- Requirement 1:
In the forum thread about counting "#" in each word, what three counts does the original poster say need to be found?
- Requirement 2:
In the forum thread about counting "#" in each word, how does the part that opens with the words containing "Markant wird die" and closes with "Hose mit Blickfang-Garantie!" read if you replace "Stretchhose" with "Trendhose"?

- Selected excerpt:
◇ ◇ ◇ ◇ ◇ ◇ ◇

1 2 Previous Next 21 Replies Latest reply on Dec 2, 2015 12:23 PM by siplus

    Count "#" of each word

    Kultgerd

      Hi,

       

      I need to calculate syllables of a text for each single word. I need the amount of words with 3 ore more syllables (based on german text).

       

      I have created a possibility which changes vowals into "#" in the text, regarding up to 4 vowels in a row. this works nearly 100%, more than I need.

       

      Now I need to have to find out:

      - how many words with 3 or more "#" are exisiting in the text?

      - how many words with more than 6 characters are in the text?

      - how many single syllable words are in the text?

       

      Doeas anyone have an idea?

       

      Cheers

      Gerd

        • 2. Re: Count "#" of each word
          siplus

          I suppose you have 1 text field (myTF) in one record of a table and you created another field, calculated, which is defined as Substitute (myTF; ["a";"#"]; ["ä“;"#"]; ["e";#"]....["ü"; "#"]), is that the case ?

          • 3. Re: Count "#" of each word
            Kultgerd

            Hi Siplus,

            you are right. One filed containing the text, another one with the substitutions

            Example:

             

            Original:

            Markant wird die Stretchhose durch den leuchtenden Seitenstreifen in Smokingmanier. Aus innovativem Techno-Stretch, edel in der Optik, angenehm atmungsaktiv und durch den komfortablen Stretch bequem und unkompliziert. Schlanke Trendhose mit Formbund, Madeleine-Knopf, Stecktaschen und aufgesetzten Gesäßtaschen. Eine Smokinghose mit Fashionkompetenz  - eine Hose mit Blickfang-Garantie!

◇ ◇ ◇ ◇ ◇ ◇ ◇

Source records

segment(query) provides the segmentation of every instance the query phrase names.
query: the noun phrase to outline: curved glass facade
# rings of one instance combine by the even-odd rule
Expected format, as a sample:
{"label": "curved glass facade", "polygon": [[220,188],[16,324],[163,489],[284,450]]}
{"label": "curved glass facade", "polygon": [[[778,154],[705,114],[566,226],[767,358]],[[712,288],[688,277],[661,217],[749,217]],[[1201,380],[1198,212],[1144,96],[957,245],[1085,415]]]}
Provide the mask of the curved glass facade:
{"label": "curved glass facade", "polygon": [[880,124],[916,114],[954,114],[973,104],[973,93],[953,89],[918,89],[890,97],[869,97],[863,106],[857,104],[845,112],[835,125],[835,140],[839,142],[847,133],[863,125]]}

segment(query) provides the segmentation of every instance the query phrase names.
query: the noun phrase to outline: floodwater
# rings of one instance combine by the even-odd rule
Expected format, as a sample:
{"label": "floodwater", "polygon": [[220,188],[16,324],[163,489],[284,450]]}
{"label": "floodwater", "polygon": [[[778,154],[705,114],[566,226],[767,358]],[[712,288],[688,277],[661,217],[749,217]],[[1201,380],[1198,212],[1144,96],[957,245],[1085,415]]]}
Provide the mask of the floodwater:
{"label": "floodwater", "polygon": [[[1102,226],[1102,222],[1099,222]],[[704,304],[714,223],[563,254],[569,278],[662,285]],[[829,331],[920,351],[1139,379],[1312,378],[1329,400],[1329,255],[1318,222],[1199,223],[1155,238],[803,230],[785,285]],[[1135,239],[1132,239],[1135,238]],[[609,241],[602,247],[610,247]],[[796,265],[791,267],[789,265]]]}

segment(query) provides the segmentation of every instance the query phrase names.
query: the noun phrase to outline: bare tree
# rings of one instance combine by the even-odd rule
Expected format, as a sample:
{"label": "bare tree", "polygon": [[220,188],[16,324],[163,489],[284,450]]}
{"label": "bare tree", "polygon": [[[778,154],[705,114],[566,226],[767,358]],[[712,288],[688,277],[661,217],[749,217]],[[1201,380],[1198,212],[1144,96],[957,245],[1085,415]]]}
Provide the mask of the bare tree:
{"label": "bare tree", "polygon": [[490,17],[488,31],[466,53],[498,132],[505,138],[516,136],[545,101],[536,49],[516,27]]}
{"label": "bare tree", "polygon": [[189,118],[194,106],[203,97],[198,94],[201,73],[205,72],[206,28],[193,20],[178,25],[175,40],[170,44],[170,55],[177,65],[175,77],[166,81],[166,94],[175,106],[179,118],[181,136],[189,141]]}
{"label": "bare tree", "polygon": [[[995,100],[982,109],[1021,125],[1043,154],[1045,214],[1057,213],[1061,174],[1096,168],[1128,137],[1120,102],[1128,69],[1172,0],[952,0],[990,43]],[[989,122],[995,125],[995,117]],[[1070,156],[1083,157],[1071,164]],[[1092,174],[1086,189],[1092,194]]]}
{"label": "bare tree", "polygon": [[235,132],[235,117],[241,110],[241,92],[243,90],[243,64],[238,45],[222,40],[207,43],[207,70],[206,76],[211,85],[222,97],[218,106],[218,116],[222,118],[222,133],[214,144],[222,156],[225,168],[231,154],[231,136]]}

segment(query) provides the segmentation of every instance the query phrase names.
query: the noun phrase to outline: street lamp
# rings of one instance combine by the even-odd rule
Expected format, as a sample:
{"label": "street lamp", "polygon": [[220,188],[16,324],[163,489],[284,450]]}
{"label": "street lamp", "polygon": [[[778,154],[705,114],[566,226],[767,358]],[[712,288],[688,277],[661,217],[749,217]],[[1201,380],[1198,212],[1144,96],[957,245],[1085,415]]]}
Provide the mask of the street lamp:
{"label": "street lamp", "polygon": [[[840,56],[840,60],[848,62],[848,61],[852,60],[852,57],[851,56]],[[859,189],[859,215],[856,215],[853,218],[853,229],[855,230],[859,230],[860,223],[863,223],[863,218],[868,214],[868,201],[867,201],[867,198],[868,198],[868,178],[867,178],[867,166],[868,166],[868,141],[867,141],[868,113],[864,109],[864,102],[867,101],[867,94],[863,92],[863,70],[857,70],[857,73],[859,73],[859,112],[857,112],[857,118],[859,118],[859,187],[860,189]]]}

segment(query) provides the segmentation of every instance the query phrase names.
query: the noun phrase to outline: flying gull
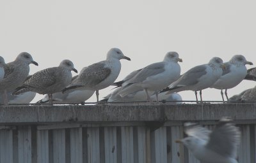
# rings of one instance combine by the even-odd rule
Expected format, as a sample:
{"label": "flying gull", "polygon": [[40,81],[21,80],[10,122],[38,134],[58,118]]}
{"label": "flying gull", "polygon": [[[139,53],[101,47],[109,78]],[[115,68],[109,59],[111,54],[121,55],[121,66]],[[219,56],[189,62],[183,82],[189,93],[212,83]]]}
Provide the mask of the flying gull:
{"label": "flying gull", "polygon": [[242,82],[247,74],[246,64],[252,65],[252,62],[246,60],[242,55],[236,55],[230,60],[224,63],[225,68],[223,69],[221,76],[211,87],[220,89],[222,101],[225,103],[223,89],[228,102],[227,90],[232,89]]}
{"label": "flying gull", "polygon": [[72,80],[71,71],[77,73],[72,62],[63,60],[58,67],[47,68],[38,71],[25,81],[13,94],[20,94],[32,91],[40,94],[48,94],[50,104],[52,104],[52,94],[60,92]]}
{"label": "flying gull", "polygon": [[99,103],[99,90],[112,85],[121,70],[120,59],[131,60],[118,48],[111,48],[107,53],[106,60],[88,66],[77,78],[63,90],[63,92],[74,89],[96,90],[97,102]]}
{"label": "flying gull", "polygon": [[256,67],[251,68],[247,70],[247,74],[244,79],[256,81]]}
{"label": "flying gull", "polygon": [[237,163],[241,132],[230,118],[222,118],[213,131],[186,123],[185,133],[188,137],[176,143],[183,143],[201,162]]}
{"label": "flying gull", "polygon": [[213,57],[209,62],[194,67],[183,74],[177,81],[162,91],[166,94],[190,90],[195,91],[198,103],[197,91],[200,91],[201,103],[202,90],[210,87],[221,76],[223,60],[219,57]]}
{"label": "flying gull", "polygon": [[0,82],[0,92],[3,96],[4,105],[8,105],[7,92],[20,86],[26,79],[29,73],[29,64],[38,66],[29,53],[22,52],[14,61],[4,65],[4,76]]}
{"label": "flying gull", "polygon": [[[74,80],[78,76],[76,75],[72,78],[72,80]],[[65,92],[62,93],[58,92],[52,94],[52,102],[54,104],[58,103],[81,103],[84,101],[88,100],[94,94],[95,90],[72,90],[70,91]],[[44,98],[37,103],[49,103],[49,96],[45,95]]]}
{"label": "flying gull", "polygon": [[168,52],[163,62],[156,62],[143,68],[130,80],[122,84],[123,89],[119,94],[124,97],[133,92],[144,90],[148,101],[152,102],[148,91],[156,92],[158,102],[158,91],[175,81],[180,75],[182,62],[175,52]]}

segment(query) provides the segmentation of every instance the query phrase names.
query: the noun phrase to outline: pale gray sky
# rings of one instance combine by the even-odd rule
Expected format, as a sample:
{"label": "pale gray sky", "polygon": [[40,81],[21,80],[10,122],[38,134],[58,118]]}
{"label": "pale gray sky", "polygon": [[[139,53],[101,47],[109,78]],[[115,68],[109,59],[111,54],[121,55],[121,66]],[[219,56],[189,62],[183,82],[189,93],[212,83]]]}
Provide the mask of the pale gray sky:
{"label": "pale gray sky", "polygon": [[[33,74],[65,59],[79,71],[118,47],[132,60],[121,60],[117,80],[161,61],[168,51],[183,59],[182,73],[214,56],[227,62],[243,54],[256,65],[255,4],[238,0],[1,1],[0,55],[8,62],[21,52],[30,53],[39,64],[30,66]],[[228,94],[255,83],[243,81]],[[111,88],[100,91],[100,98]],[[180,94],[195,100],[192,91]],[[221,99],[220,90],[212,89],[203,96],[204,100]],[[95,100],[93,95],[88,101]]]}

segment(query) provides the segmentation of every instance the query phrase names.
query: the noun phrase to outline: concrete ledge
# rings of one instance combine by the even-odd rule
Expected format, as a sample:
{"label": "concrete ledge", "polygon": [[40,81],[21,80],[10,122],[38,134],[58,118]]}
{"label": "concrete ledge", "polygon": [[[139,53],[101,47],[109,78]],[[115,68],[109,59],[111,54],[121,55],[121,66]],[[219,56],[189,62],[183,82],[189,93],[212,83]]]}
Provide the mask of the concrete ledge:
{"label": "concrete ledge", "polygon": [[0,107],[0,124],[218,120],[255,120],[256,103],[204,104],[99,104]]}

◇ ◇ ◇ ◇ ◇ ◇ ◇

- Exercise output 1:
- How many words in the text have 3 or more "#"
- How many words in the text have more than 6 characters
- How many single-syllable words are in the text

- Exercise output 2:
Markant wird die Trendhose durch den leuchtenden Seitenstreifen in Smokingmanier. Aus innovativem Techno-Stretch, edel in der Optik, angenehm atmungsaktiv und durch den komfortablen Stretch bequem und unkompliziert. Schlanke Trendhose mit Formbund, Madeleine-Knopf, Stecktaschen und aufgesetzten Gesäßtaschen. Eine Smokinghose mit Fashionkompetenz  - eine Hose mit Blickfang-Garantie!